▸ Your instructions
Count the lines in the dataset excerpt below that contain the string "item". Reply with the number alone.

[Dataset excerpt]
--

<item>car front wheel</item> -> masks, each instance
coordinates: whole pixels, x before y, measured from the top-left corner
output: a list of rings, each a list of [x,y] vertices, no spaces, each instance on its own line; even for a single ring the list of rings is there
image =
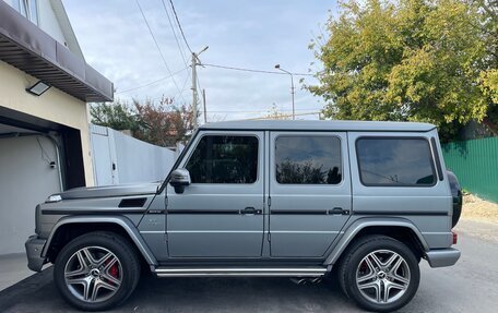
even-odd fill
[[[407,304],[420,279],[414,253],[384,236],[360,238],[346,252],[339,274],[344,292],[363,309],[376,312]]]
[[[59,253],[54,280],[62,297],[85,311],[122,303],[135,288],[140,263],[129,243],[111,232],[78,237]]]

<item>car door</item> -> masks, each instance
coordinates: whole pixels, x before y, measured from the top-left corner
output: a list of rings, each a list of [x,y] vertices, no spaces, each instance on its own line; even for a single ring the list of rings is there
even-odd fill
[[[271,132],[272,257],[322,257],[351,213],[347,135]]]
[[[179,164],[191,184],[167,186],[170,257],[261,256],[263,154],[263,132],[198,134]]]

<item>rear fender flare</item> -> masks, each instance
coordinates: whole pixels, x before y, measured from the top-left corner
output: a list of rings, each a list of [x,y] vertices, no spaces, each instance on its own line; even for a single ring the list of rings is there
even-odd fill
[[[355,220],[349,227],[347,227],[347,229],[344,231],[344,234],[339,239],[335,246],[329,253],[329,256],[327,256],[325,261],[323,262],[323,265],[333,265],[342,255],[342,253],[347,249],[349,243],[353,242],[355,236],[358,234],[359,231],[367,227],[378,226],[408,228],[415,233],[424,251],[429,251],[429,245],[424,239],[424,236],[422,234],[420,230],[413,222],[405,218],[360,218]]]

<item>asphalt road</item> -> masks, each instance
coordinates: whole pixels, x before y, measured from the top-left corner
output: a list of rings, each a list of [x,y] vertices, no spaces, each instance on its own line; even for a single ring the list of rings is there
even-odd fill
[[[462,258],[432,269],[422,262],[417,294],[402,312],[497,312],[498,226],[462,221]],[[70,312],[51,268],[0,292],[0,312]],[[111,312],[358,312],[333,284],[295,285],[286,278],[143,277]]]

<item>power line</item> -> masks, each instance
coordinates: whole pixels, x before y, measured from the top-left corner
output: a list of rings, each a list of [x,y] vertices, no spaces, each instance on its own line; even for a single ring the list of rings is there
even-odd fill
[[[175,14],[175,19],[176,19],[176,21],[178,23],[178,28],[180,29],[181,37],[183,37],[185,44],[187,45],[187,48],[189,49],[190,53],[193,53],[192,49],[190,49],[190,46],[189,46],[189,43],[187,41],[187,38],[185,37],[183,28],[181,28],[181,23],[180,23],[180,20],[178,19],[178,14],[176,13],[175,4],[173,4],[173,0],[169,0],[169,3],[171,4],[173,13]]]
[[[217,68],[217,69],[224,69],[224,70],[233,70],[233,71],[286,75],[286,73],[282,73],[282,72],[277,72],[277,71],[254,70],[254,69],[235,68],[235,67],[226,67],[226,65],[218,65],[218,64],[206,64],[206,63],[202,63],[200,65],[210,67],[210,68]],[[292,74],[296,75],[296,76],[313,76],[313,74],[305,74],[305,73],[292,73]]]
[[[137,2],[137,5],[139,7],[140,13],[142,13],[143,21],[145,22],[145,25],[147,25],[149,33],[151,33],[152,39],[154,39],[154,44],[155,44],[155,46],[157,48],[157,51],[159,52],[161,59],[163,59],[164,65],[166,67],[166,70],[168,71],[173,83],[175,84],[176,88],[178,91],[180,91],[180,88],[178,87],[178,85],[177,85],[177,83],[175,81],[175,77],[173,77],[173,73],[171,73],[171,70],[169,70],[168,63],[166,62],[166,58],[164,57],[163,52],[161,51],[159,44],[157,43],[157,40],[156,40],[156,38],[154,36],[154,33],[152,32],[151,25],[149,25],[147,17],[145,17],[145,14],[143,13],[142,7],[140,7],[139,0],[135,0],[135,2]]]
[[[189,67],[186,67],[186,68],[183,68],[183,69],[181,69],[181,70],[179,70],[179,71],[176,71],[175,73],[173,73],[173,74],[169,75],[169,76],[165,76],[165,77],[162,77],[162,79],[157,79],[157,80],[152,81],[152,82],[150,82],[150,83],[146,83],[146,84],[144,84],[144,85],[137,86],[137,87],[129,88],[129,89],[124,89],[124,91],[118,92],[118,93],[116,93],[116,94],[124,94],[124,93],[133,92],[133,91],[137,91],[137,89],[141,89],[141,88],[144,88],[144,87],[149,87],[149,86],[154,85],[154,84],[156,84],[156,83],[158,83],[158,82],[163,82],[163,81],[165,81],[165,80],[167,80],[167,79],[170,79],[170,77],[173,77],[173,75],[179,74],[179,73],[183,72],[185,70],[187,70],[188,68],[189,68]]]
[[[175,36],[175,41],[177,43],[177,47],[178,47],[178,50],[180,51],[180,56],[181,56],[181,59],[183,60],[183,64],[187,67],[187,59],[183,55],[183,49],[180,46],[180,41],[178,40],[178,36],[176,35],[171,19],[169,17],[169,13],[168,13],[168,9],[166,8],[166,3],[164,2],[164,0],[161,0],[161,2],[163,2],[164,12],[166,13],[166,16],[168,17],[169,27],[171,28],[173,35]],[[190,73],[189,73],[189,75],[190,75]]]
[[[318,112],[315,110],[321,110],[322,108],[312,108],[312,109],[296,109],[296,111],[309,111],[313,110],[312,112]],[[272,113],[271,110],[253,110],[253,111],[240,111],[240,110],[210,110],[210,113]],[[292,110],[278,110],[277,113],[281,112],[292,112]]]

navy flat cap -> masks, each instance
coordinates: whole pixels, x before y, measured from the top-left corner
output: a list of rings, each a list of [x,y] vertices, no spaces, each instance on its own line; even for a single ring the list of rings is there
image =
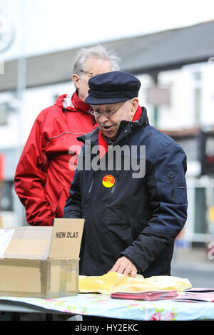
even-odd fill
[[[138,96],[140,81],[131,73],[112,71],[99,74],[88,81],[89,105],[121,103]]]

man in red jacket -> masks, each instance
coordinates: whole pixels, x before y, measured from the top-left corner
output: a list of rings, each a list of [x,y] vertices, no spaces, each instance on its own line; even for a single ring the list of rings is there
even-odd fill
[[[16,173],[15,190],[32,225],[52,225],[62,217],[81,144],[76,137],[97,125],[84,102],[88,81],[117,71],[119,58],[102,46],[82,48],[76,55],[73,95],[62,95],[36,118],[23,150]]]

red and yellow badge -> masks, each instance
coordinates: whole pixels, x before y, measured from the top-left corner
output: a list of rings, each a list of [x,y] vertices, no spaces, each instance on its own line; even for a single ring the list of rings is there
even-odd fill
[[[115,184],[115,178],[111,175],[106,175],[103,177],[102,182],[105,187],[112,187]]]

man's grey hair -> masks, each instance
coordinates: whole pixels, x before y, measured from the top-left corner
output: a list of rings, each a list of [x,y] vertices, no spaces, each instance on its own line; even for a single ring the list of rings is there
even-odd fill
[[[84,70],[86,61],[91,58],[107,59],[111,63],[113,71],[120,70],[119,61],[121,59],[113,51],[108,51],[104,46],[98,45],[80,49],[74,59],[73,73],[79,74],[82,70]]]

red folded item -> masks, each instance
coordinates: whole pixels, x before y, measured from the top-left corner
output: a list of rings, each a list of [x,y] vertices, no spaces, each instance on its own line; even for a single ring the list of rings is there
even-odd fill
[[[174,299],[178,296],[178,292],[175,290],[170,291],[151,291],[147,292],[137,292],[137,293],[127,293],[127,292],[116,292],[112,293],[111,297],[112,299],[123,299],[131,300],[165,300],[168,299]]]

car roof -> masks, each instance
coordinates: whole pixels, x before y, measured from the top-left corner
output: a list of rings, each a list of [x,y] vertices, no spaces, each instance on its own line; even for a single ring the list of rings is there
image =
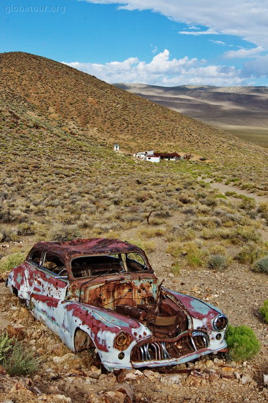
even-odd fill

--

▸ Solution to this exercise
6